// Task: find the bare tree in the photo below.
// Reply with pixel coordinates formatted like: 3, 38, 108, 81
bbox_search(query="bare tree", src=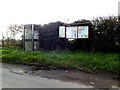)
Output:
8, 24, 23, 46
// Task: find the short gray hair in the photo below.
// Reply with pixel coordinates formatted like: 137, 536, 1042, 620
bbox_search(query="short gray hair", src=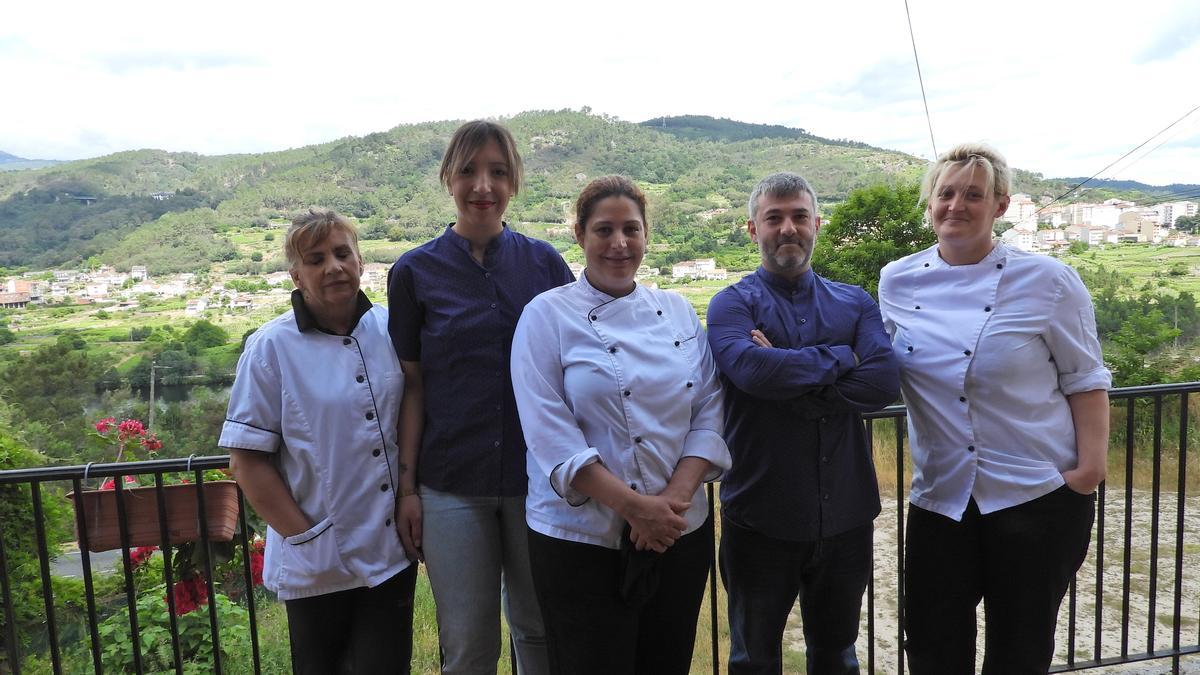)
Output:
749, 171, 817, 220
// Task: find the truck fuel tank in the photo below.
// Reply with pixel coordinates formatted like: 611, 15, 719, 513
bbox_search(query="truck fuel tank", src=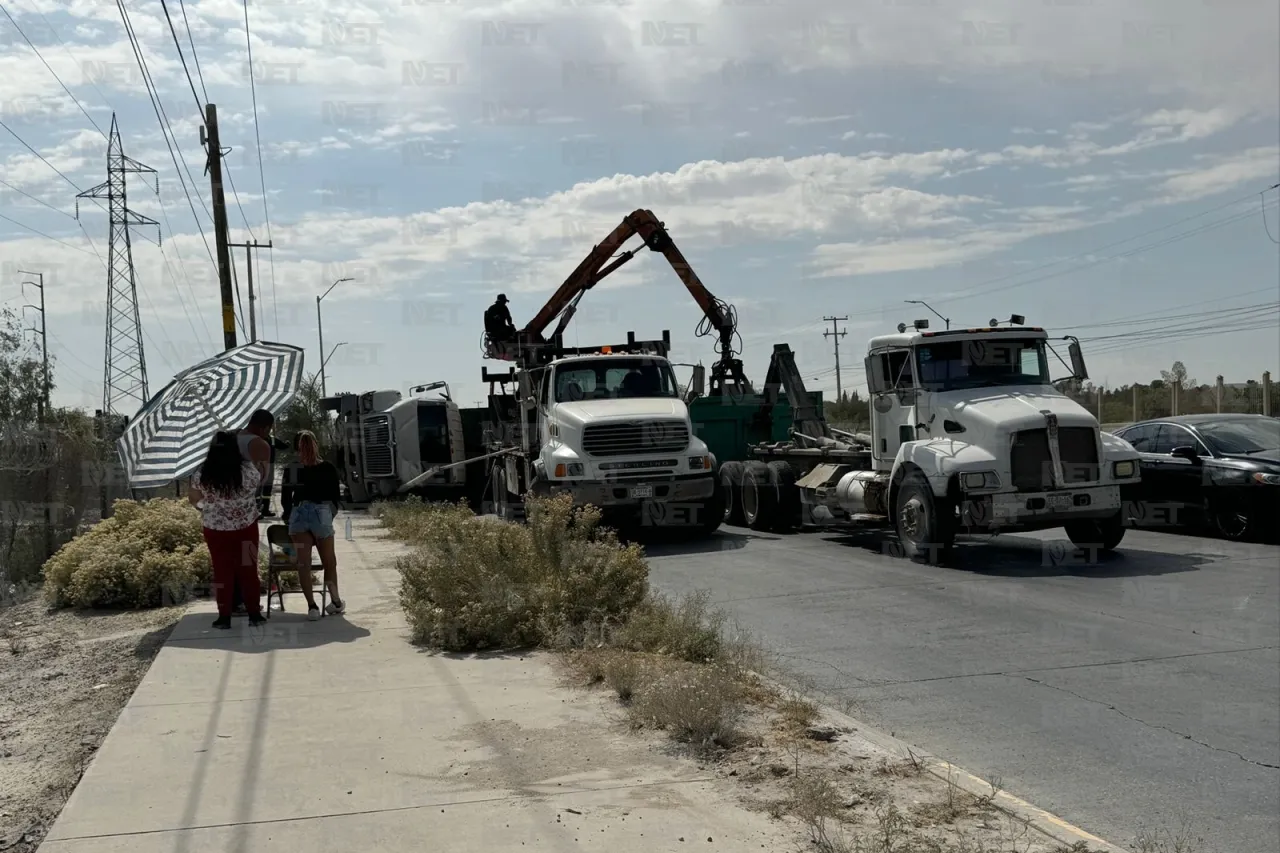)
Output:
836, 471, 888, 515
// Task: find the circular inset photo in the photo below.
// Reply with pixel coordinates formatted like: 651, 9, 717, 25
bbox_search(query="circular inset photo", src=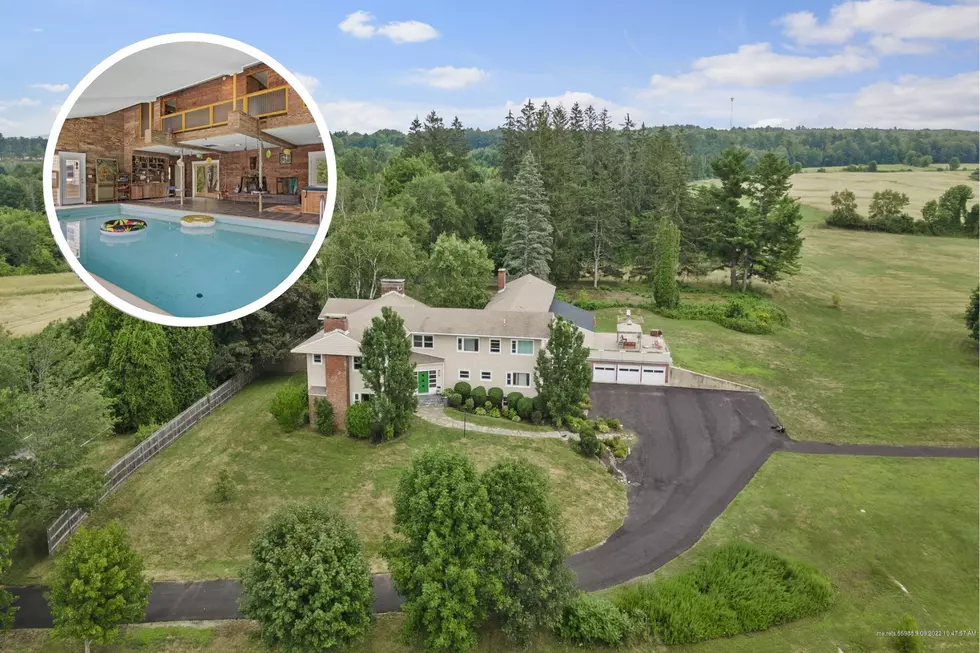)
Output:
44, 34, 336, 326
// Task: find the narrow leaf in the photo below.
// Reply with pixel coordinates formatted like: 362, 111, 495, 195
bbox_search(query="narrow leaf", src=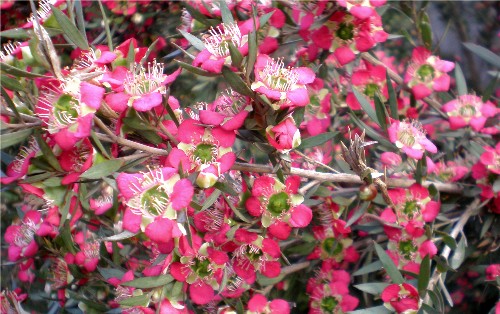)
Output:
179, 29, 205, 51
417, 255, 431, 299
219, 0, 234, 25
80, 159, 123, 179
354, 282, 389, 295
374, 242, 404, 284
352, 88, 380, 125
463, 43, 500, 68
50, 5, 90, 50
35, 132, 62, 171
174, 60, 219, 76
297, 132, 338, 149
352, 261, 382, 276
386, 71, 399, 120
222, 66, 254, 97
455, 63, 467, 96
121, 275, 174, 289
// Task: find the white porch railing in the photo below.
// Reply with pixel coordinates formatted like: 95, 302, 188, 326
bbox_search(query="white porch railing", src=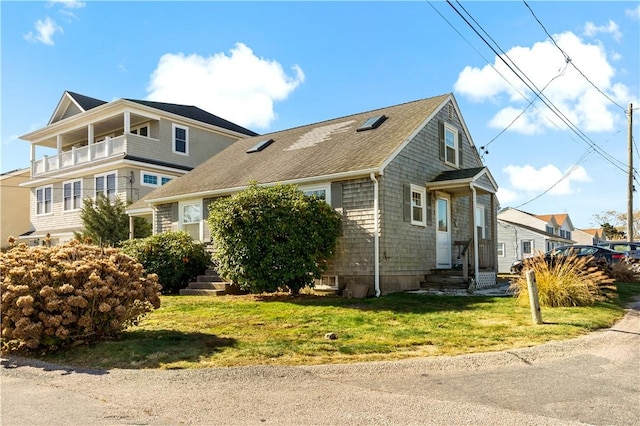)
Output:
31, 135, 127, 176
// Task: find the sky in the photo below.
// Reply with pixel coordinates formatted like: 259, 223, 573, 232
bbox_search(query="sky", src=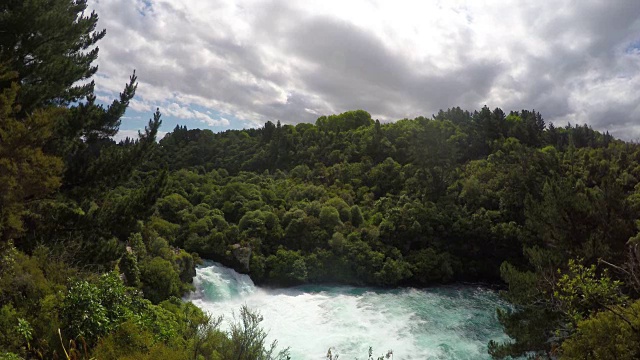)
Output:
89, 0, 640, 141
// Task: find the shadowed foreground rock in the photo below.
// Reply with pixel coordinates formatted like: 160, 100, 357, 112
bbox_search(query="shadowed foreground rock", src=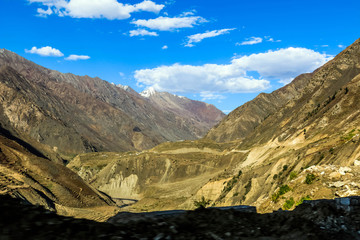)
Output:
0, 196, 360, 240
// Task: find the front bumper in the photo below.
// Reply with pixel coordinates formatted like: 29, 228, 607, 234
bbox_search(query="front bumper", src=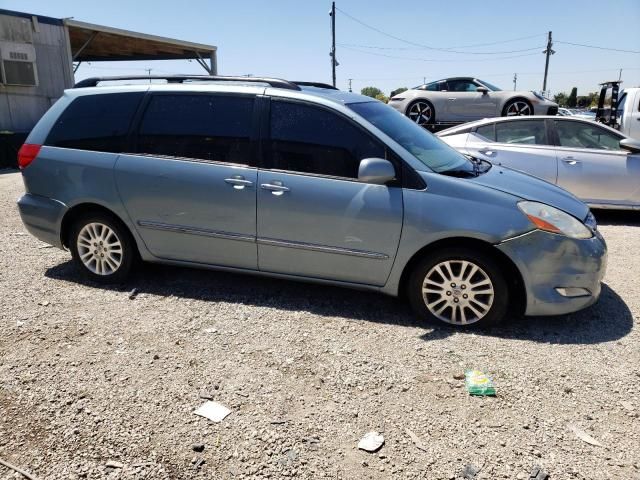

Instructions to follow - Turn the lines from the one containing "bumper in the photo below." through the end of the entries, both included, into a numbered list without blank lines. Leave the pictures out.

Exercise output -
1. // Task: find the front bumper in the photo below.
2. // Reply with pixel coordinates formatted like: 29, 228, 607, 234
3. bbox_search(query="front bumper", src=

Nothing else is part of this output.